▶ [OBJECTIVE]:
Rewrite the items below with every "Practice step" changed to "Exercise" and nothing else altered.

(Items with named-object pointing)
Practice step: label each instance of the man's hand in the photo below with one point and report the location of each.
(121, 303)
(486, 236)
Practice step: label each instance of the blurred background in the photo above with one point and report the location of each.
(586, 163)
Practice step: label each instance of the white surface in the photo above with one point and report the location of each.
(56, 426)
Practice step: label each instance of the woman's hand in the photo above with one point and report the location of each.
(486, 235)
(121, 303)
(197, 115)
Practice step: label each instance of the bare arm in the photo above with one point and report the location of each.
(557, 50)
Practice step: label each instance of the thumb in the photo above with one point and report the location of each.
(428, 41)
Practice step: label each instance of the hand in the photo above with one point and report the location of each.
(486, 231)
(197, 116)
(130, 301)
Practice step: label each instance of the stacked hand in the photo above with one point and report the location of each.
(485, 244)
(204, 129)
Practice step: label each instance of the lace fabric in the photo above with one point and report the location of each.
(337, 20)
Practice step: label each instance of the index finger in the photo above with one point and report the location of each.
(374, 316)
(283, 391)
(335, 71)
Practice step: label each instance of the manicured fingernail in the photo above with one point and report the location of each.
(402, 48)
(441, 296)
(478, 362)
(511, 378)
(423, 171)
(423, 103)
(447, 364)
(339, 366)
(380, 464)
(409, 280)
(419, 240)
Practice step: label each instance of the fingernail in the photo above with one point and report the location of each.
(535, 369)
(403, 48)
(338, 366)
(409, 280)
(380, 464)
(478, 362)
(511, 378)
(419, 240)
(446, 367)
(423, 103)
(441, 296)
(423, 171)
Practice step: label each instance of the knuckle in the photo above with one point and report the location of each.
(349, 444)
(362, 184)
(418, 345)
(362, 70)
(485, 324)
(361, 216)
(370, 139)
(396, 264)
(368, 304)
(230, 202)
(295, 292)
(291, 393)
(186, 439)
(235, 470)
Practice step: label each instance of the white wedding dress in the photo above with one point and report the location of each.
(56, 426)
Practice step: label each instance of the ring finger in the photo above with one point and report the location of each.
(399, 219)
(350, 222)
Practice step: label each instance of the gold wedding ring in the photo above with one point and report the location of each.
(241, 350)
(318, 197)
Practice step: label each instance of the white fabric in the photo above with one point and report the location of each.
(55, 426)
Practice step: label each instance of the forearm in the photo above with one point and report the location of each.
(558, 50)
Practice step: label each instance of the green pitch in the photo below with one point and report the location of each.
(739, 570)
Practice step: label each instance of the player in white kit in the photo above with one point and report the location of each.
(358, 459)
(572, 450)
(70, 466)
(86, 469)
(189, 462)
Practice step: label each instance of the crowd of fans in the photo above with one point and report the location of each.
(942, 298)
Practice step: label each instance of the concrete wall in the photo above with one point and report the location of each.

▶ [EXERCISE RESULT]:
Exercise: label each instance of the man's hand in the photo below with one point and report the location of each.
(121, 303)
(486, 236)
Exercise: label each instance of the blurred background in the photo above with one point and report the location of each.
(586, 163)
Exercise: label each instance of the white surface in the photo above with one point and report the location of each.
(56, 426)
Exercise: label each instance of the woman's hand in the photo above with one point and report the location of each.
(486, 235)
(121, 303)
(197, 115)
Exercise: label each instance of the bare arm in the photo above with one point and report the location of each.
(557, 50)
Exercise: label each instance of the thumb in the photo above with one point and report the location of each.
(428, 41)
Exercise: label each instance of the hand in the photo above with one point and report the location of each.
(486, 231)
(197, 116)
(130, 301)
Exercise: label each instance of the stacked hand in the photo above with one point and report the location of each.
(485, 244)
(204, 129)
Exercise: label each instance of the lace fabric in the photo above with one point and report the location of each.
(337, 20)
Exercise: label each instance of the index finger in the photo above with one point and report the location of each.
(374, 316)
(283, 391)
(335, 71)
Exercise: label each instance of the manicured fingernail in the photo above with one point and report the location of each.
(402, 48)
(441, 296)
(478, 362)
(511, 378)
(423, 171)
(423, 103)
(447, 364)
(339, 366)
(380, 464)
(409, 280)
(419, 240)
Exercise: label each instance of the fingernail in the photo above with one point and report the location of each.
(535, 369)
(403, 48)
(338, 366)
(409, 280)
(380, 464)
(478, 362)
(511, 378)
(419, 240)
(446, 367)
(423, 103)
(441, 296)
(423, 171)
Exercise: label each instance of the knuckle in the photo above with one point and report the location of each.
(349, 444)
(362, 184)
(418, 345)
(362, 70)
(485, 324)
(361, 216)
(370, 139)
(396, 264)
(368, 304)
(230, 202)
(295, 292)
(291, 393)
(186, 439)
(235, 470)
Exercise: label each instance of the white wedding dress in the photo above with one point and report the location of each.
(56, 426)
Exercise: label each instance of the ring finger in the photo above with one point and report the location of each.
(399, 219)
(350, 222)
Exercise: label each instance of the gold wedding ring in the photo above with one point and report the location of each.
(241, 350)
(318, 197)
Exercise: label each instance of the white fabric in the photo above with one point and report the location of each.
(55, 426)
Exercise: label each instance of the forearm in the photo above with one point and report the location of each.
(558, 50)
Exercise: label each instance of the green pitch in the photo below with one point and report the location of each.
(739, 570)
Exercise: label each instance of the player in white kit in the photo above with one point and report the location of each.
(358, 459)
(572, 450)
(70, 466)
(86, 469)
(189, 462)
Exercise: label each instance of the crowd of fans in the photo above with one point and report the location of each.
(942, 298)
Exercise: label each instance of the concrete wall in the photo above with one point and report the location of each.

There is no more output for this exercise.